INSTRUCTIONS TO FOLLOW ::
Copy out the records below, character for character, from the line with "Do you detect any white wall" to the line with "[350,176,386,250]", including both of those lines.

(Entries from an annotation dataset)
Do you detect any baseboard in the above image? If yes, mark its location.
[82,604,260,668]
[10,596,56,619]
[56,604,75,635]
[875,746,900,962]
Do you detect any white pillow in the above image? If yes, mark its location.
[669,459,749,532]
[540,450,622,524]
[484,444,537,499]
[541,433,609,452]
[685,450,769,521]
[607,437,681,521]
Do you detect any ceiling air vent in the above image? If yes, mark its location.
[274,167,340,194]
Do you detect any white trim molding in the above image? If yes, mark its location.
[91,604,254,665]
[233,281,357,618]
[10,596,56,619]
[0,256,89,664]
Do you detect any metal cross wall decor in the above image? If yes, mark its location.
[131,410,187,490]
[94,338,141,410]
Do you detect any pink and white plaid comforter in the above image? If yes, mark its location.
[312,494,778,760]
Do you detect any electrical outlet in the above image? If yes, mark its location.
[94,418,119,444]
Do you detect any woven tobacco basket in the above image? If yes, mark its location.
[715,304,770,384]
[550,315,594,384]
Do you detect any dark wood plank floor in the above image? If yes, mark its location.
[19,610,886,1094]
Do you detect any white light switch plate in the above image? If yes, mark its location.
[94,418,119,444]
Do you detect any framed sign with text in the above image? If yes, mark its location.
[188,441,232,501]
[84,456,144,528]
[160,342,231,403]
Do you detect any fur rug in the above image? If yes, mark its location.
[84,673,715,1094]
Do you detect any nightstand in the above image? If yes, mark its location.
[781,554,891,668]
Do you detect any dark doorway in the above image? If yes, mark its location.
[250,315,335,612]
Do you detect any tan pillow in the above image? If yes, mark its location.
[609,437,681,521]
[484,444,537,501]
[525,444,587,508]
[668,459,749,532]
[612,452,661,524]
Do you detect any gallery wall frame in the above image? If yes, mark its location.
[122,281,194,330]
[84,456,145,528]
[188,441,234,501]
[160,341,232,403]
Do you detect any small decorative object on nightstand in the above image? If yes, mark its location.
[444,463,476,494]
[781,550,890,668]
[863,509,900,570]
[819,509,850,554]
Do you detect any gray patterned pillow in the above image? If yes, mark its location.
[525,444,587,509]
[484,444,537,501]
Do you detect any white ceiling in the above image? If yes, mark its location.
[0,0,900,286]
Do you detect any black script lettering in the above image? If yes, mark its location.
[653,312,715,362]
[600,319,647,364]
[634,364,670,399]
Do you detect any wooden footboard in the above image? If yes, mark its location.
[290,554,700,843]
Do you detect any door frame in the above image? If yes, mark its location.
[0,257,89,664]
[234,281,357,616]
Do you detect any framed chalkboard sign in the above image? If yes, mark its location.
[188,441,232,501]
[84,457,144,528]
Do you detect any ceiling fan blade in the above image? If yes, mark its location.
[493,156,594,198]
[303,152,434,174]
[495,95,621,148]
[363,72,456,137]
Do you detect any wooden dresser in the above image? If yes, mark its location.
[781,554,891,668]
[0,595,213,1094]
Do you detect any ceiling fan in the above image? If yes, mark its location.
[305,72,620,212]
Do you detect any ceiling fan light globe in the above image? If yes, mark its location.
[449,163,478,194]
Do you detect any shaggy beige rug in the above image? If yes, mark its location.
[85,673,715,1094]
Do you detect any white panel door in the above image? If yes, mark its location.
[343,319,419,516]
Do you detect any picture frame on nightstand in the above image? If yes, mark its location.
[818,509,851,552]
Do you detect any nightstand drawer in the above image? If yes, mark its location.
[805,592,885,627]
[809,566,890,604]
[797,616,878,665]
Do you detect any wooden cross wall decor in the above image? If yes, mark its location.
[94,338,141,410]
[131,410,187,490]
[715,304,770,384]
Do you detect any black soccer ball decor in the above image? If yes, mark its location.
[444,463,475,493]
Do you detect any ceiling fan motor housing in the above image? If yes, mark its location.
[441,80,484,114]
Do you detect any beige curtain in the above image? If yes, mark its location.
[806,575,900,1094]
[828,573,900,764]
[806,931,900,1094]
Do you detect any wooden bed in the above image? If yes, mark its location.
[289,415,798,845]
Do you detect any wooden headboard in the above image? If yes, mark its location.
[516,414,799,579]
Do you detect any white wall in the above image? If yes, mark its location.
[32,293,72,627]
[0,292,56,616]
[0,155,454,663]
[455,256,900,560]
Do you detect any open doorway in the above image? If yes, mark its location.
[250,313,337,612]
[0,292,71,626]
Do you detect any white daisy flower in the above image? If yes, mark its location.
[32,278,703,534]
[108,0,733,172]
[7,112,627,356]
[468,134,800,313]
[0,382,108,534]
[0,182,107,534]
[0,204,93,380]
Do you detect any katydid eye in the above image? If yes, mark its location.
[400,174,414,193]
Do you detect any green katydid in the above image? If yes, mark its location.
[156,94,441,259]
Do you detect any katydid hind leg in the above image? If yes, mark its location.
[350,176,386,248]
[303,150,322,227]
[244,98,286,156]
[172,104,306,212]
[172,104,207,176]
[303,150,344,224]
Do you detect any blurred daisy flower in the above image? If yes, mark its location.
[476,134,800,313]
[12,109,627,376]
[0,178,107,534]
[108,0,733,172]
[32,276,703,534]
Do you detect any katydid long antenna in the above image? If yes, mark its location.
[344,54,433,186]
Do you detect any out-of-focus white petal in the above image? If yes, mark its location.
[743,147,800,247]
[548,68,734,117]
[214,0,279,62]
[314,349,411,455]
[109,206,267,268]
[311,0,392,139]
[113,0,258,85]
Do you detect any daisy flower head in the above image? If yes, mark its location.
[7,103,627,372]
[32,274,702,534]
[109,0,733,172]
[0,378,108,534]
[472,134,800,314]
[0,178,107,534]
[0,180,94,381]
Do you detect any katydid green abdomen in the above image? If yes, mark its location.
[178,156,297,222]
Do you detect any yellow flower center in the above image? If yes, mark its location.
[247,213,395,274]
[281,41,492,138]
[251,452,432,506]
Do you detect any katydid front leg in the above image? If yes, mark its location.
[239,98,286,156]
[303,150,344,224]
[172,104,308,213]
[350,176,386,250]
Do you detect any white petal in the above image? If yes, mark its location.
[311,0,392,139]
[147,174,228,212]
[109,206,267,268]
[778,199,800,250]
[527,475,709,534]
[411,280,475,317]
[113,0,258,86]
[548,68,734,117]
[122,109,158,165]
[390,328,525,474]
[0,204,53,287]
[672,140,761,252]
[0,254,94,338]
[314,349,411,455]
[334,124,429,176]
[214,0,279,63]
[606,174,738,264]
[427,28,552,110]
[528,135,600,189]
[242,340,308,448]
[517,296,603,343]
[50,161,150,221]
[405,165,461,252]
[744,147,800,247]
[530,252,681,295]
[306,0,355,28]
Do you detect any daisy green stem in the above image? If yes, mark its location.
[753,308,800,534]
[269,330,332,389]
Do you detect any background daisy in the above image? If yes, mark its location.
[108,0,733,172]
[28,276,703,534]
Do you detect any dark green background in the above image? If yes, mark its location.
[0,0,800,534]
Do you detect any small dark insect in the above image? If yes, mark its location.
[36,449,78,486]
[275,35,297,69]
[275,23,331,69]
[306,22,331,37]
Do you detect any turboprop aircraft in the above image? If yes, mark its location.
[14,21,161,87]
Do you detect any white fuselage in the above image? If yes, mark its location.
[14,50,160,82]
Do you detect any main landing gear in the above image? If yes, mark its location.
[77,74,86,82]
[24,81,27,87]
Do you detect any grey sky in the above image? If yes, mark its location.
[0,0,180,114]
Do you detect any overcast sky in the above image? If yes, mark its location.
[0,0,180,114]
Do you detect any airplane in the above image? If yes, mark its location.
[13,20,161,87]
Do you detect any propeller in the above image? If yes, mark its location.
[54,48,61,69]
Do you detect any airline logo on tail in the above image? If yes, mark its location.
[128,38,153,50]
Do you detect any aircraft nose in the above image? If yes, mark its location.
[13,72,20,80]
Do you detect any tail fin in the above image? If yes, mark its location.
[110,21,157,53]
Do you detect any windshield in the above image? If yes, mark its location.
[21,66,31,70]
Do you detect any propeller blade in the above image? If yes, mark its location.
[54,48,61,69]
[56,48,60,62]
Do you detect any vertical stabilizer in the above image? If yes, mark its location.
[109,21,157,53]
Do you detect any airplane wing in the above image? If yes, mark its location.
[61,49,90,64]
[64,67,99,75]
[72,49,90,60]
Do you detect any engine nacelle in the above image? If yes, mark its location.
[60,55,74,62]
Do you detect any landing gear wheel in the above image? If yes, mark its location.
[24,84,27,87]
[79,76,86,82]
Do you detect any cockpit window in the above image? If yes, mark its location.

EXERCISE RESPONSE ::
Do you detect any white wall in the above image? If yes, mark its location.
[32,293,72,627]
[0,292,56,616]
[0,155,454,663]
[455,256,900,560]
Do you detect any open doorway in the above image? If yes, mark its location.
[250,313,337,612]
[0,292,71,626]
Do you detect any white daisy flower in the above image? If yes, mark its location.
[32,278,703,534]
[108,0,733,172]
[7,112,627,356]
[468,134,800,313]
[0,382,108,534]
[0,182,107,534]
[0,204,93,380]
Do you detect any katydid eye in the above image? If yes, mark its location.
[400,174,414,193]
Do you detect any green katydid in the above image? If yes, mark its location.
[156,94,441,259]
Do you detect any katydid hind leg in the above image? If yes, mark its location.
[350,176,386,248]
[303,150,322,227]
[244,98,286,156]
[172,104,306,212]
[172,104,207,176]
[303,150,344,224]
Do you detect any blurred daisy flower in the above image? If yes, mark its location.
[476,134,800,313]
[12,109,627,376]
[0,178,107,534]
[108,0,733,172]
[32,276,703,534]
Do you detect any katydid long antenna in the above image? If yes, mark its location.
[344,54,433,186]
Do you detect any out-of-focus white petal in the above image? If yes, mark its location.
[743,147,800,247]
[548,68,734,117]
[214,0,279,62]
[314,349,411,455]
[109,206,267,268]
[311,0,392,139]
[113,0,258,85]
Do you detect any daisy flower head in the above image? If yes, mark its location.
[7,103,627,372]
[32,274,702,534]
[109,0,733,172]
[0,378,108,534]
[472,134,800,314]
[0,178,107,534]
[0,180,94,381]
Do you detect any katydid green abdomen in the above image? If yes, mark its location.
[178,156,297,222]
Do you detect any yellow flower center in the above image? If yes, mark its location.
[247,213,395,274]
[281,41,492,138]
[251,452,432,506]
Do you detect any katydid front leg in the above image? If yes, mark its location.
[239,98,286,156]
[303,150,344,224]
[172,104,308,213]
[350,176,386,250]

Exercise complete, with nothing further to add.